**Written request 1:**
Answer these questions about the text on The Knewz:
(a) In what year was the band started?
(b) In which city is the band based?
(c) Who wrote "When I Call Your Name"?
**Written request 2:** In the text on The Knewz, quote the passage that begins at the words "In 2008, The" and stops after "native, Debbie Dunaj.".

**Text to read:**
The Knewz is a polka band based in Buffalo, New York, which was started in 1990 by Mike Burka, Tom Picciano, and Tommy Wanderlich.  The band plays many original songs, covers of country and rock songs, and also traditional Polish polkas, obereks, and waltzes.

In 2008, The Knewz received two awards from the United States Polka Association: Favorite Recording of the Year, Headlinez, and Favorite Song of the Year, "When I Call Your Name", written by Tommy Wanderlich. Occasionally, fans of the band would bring cue cards with the words to songs on them as Wanderlich would often forget the lyrics. This is believed to have been started by Wisconsin native, Debbie Dunaj.

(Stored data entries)
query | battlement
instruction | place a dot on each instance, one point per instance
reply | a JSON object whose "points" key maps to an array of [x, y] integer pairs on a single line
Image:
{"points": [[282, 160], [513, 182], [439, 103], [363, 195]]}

**Worked solution 1:**
(a) 1990
(b) Buffalo, New York
(c) Tommy Wanderlich

**Worked solution 2:**
In 2008, The Knewz received two awards from the United States Polka Association: Favorite Recording of the Year, Headlinez, and Favorite Song of the Year, "When I Call Your Name", written by Tommy Wanderlich. Occasionally, fans of the band would bring cue cards with the words to songs on them as Wanderlich would often forget the lyrics. This is believed to have been started by Wisconsin native, Debbie Dunaj.